**EXERCISE TEXT**.
'''
Multivariate Graph-Regularized Regression
multivariate_graph_reg.RdFits a multivariate regression model with graph Laplacian regularization. This method encourages isoforms that are similar (e.g., share exons) to have similar prediction weight vectors.
Usage
multivariate_graph_reg(
X,
Y,
similarity_matrix = NULL,
lambda1 = NULL,
lambda_graph = NULL,
alpha = 0.5,
nlambda = 15,
nlambda_graph = 5,
lambda_graph_seq = NULL,
normalize_laplacian = FALSE,
nfolds = 5,
standardize = FALSE,
verbose = FALSE,
seed = 123,
par = FALSE,
n.cores = NULL
)Arguments
- X
matrix, design matrix of SNP dosages (n x p)
- Y
matrix, matrix of isoform expression across columns (n x q)
- similarity_matrix
matrix, q x q symmetric matrix of pairwise isoform similarities (e.g., Jaccard index of shared exons). Values should be >= 0. If NULL, uses identity (no graph regularization, equivalent to lasso).
- lambda1
numeric or NULL, L1 penalty parameter. If NULL, selected by CV.
- lambda_graph
numeric or NULL, graph penalty parameter. If NULL, selected by CV.
- alpha
numeric, elastic net mixing (0 = ridge, 1 = lasso). Default 0.5.
- nlambda
int, number of lambda1 values to try in CV
- nlambda_graph
int, number of lambda_graph values to try in CV
- lambda_graph_seq
numeric vector, specific lambda_graph values to try. If NULL, auto-generated.
- normalize_laplacian
logical, use normalized Laplacian. Default FALSE.
- nfolds
int, number of CV folds
- standardize
logical, standardize X before fitting
- verbose
logical, print progress
- seed
int, random seed
- par
logical, use parallel processing. Default FALSE.
- n.cores
int, number of cores for parallel processing. Default NULL (auto-detect).
Value
isotwas_model object containing:
transcripts: list of transcript_model objects
best_lambda1: optimal L1 penalty
best_lambda_graph: optimal graph penalty
laplacian: the Laplacian matrix used
Details
The optimization problem is: $$\min_B \frac{1}{2n}||Y - XB||_F^2 + \lambda_1 ||B||_1 + \frac{\lambda_g}{2} \text{tr}(B^T B L)$$
where L is the graph Laplacian computed from the similarity matrix: $$L = D - S$$ with D being the degree matrix (diagonal with row sums of S).
'''
**RECORD EXTRACTS**.
'''
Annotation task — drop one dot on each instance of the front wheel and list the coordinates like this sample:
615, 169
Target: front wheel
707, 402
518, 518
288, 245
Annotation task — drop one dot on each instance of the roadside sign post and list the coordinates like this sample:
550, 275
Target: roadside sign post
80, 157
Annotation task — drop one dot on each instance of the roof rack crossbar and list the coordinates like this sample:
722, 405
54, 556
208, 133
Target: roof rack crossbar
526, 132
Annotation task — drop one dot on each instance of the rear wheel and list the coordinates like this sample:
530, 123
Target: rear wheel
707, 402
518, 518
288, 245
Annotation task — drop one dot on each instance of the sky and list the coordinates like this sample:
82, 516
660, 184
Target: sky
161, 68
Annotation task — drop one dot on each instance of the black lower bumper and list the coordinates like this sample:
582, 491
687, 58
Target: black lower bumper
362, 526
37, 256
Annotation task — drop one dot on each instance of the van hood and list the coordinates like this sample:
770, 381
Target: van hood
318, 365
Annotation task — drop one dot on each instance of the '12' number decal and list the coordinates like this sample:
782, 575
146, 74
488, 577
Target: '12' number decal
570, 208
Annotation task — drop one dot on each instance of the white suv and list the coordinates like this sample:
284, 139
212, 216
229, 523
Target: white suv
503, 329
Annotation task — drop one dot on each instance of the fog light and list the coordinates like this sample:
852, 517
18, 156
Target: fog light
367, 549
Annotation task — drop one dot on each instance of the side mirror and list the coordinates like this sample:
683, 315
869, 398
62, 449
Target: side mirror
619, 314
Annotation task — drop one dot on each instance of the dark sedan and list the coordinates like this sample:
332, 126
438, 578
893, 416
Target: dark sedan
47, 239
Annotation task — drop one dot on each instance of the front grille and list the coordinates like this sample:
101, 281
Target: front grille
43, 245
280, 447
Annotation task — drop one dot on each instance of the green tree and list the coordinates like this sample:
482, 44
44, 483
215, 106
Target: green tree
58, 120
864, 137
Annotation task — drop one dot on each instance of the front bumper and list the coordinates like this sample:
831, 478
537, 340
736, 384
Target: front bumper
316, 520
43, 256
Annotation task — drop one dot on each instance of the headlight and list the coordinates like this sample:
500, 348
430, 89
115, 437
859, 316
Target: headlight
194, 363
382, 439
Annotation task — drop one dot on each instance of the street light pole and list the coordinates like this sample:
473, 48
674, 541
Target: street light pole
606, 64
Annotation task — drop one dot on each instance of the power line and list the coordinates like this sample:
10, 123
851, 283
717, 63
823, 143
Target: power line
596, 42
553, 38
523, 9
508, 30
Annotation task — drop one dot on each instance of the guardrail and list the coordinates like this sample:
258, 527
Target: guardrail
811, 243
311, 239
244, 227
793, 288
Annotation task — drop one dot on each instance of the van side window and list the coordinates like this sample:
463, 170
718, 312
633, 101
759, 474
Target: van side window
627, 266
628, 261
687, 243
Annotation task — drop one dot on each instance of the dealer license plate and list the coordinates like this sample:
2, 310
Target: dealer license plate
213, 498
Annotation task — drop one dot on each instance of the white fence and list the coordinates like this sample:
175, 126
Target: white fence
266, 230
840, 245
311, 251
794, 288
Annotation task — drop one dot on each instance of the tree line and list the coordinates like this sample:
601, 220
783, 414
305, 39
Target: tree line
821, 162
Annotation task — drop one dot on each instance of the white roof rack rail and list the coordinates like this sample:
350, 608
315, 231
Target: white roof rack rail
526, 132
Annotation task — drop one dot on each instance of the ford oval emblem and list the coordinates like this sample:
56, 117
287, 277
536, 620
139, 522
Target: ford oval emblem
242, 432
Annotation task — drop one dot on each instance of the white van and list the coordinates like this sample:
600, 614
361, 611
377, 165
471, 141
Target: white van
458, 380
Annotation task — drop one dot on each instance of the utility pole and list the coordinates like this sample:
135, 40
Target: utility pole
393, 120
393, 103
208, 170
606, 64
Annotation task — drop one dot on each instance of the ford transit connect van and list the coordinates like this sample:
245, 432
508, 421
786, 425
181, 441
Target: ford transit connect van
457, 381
'''
'''
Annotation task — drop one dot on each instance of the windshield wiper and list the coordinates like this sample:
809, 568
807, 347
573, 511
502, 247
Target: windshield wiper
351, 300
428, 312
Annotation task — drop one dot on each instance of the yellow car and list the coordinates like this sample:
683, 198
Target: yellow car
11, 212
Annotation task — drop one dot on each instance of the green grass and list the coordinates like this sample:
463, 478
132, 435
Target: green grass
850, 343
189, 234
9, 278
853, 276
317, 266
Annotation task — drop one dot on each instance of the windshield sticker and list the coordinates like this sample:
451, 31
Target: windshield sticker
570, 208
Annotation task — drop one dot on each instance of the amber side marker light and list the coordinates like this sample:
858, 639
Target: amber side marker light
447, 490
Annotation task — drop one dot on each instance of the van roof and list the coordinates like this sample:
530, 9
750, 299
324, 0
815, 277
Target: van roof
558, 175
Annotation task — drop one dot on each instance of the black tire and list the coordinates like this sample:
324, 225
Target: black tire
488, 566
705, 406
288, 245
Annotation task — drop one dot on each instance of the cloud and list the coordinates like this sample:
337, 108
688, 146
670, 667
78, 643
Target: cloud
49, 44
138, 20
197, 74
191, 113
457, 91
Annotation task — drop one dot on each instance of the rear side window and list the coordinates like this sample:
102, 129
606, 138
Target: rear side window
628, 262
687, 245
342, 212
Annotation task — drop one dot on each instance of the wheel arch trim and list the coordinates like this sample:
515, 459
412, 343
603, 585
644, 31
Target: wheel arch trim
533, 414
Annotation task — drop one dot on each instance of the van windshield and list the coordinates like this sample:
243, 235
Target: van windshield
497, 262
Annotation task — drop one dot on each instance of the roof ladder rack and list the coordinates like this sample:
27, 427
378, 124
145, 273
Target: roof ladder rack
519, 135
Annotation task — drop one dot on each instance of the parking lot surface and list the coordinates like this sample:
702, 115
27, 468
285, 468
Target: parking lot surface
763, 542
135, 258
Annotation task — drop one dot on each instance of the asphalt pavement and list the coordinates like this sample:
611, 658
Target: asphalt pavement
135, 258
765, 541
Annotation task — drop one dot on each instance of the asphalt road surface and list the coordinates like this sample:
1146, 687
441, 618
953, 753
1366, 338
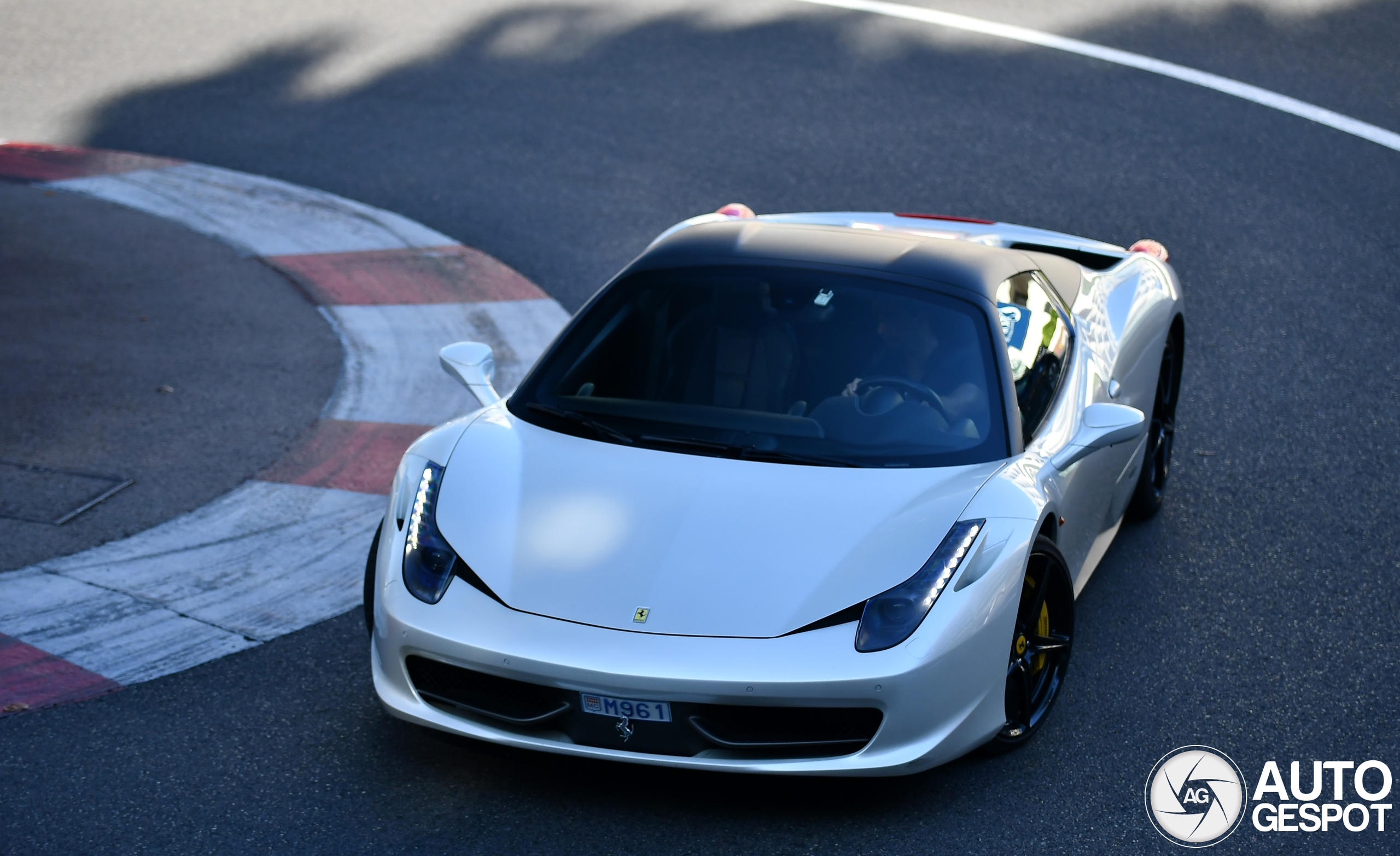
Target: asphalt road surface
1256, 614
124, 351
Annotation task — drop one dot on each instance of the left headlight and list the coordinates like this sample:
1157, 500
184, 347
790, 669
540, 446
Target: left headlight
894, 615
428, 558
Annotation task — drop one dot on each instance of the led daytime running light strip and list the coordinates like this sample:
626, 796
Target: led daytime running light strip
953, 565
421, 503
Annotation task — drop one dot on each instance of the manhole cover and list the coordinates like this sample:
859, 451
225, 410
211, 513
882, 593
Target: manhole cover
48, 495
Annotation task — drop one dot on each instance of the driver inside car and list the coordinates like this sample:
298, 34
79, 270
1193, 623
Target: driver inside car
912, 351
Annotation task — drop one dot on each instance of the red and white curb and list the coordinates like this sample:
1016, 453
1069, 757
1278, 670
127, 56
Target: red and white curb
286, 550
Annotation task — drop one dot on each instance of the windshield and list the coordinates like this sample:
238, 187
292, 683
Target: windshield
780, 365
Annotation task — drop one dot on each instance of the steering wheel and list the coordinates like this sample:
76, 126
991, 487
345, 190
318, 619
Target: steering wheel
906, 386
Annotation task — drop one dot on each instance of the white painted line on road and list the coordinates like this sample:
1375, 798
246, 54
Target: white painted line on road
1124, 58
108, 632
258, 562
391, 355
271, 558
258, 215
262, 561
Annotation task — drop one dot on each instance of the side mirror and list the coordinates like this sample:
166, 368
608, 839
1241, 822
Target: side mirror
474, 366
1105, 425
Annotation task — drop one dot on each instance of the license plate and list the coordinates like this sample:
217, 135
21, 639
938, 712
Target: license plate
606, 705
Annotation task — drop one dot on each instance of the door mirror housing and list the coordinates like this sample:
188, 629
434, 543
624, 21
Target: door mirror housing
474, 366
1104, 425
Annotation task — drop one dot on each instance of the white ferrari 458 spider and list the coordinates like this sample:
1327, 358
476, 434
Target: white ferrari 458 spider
'''
**TASKS FOR THIS EXERCISE**.
• 1. In the regression function page, what is used if similarity_matrix is NULL?
• 2. Write out the part of the regression function page starting with "- similarity_matrix" and going on through "If NULL, auto-generated.".
• 3. List every component that the regression function page says the returned isotwas_model object contains.

**SOLUTIONS BELOW**.
• 1. The identity is used, which means no graph regularization and is equivalent to lasso.

• 2.
- similarity_matrix
matrix, q x q symmetric matrix of pairwise isoform similarities (e.g., Jaccard index of shared exons). Values should be >= 0. If NULL, uses identity (no graph regularization, equivalent to lasso).
- lambda1
numeric or NULL, L1 penalty parameter. If NULL, selected by CV.
- lambda_graph
numeric or NULL, graph penalty parameter. If NULL, selected by CV.
- alpha
numeric, elastic net mixing (0 = ridge, 1 = lasso). Default 0.5.
- nlambda
int, number of lambda1 values to try in CV
- nlambda_graph
int, number of lambda_graph values to try in CV
- lambda_graph_seq
numeric vector, specific lambda_graph values to try. If NULL, auto-generated.

• 3. transcripts, best_lambda1, best_lambda_graph, laplacian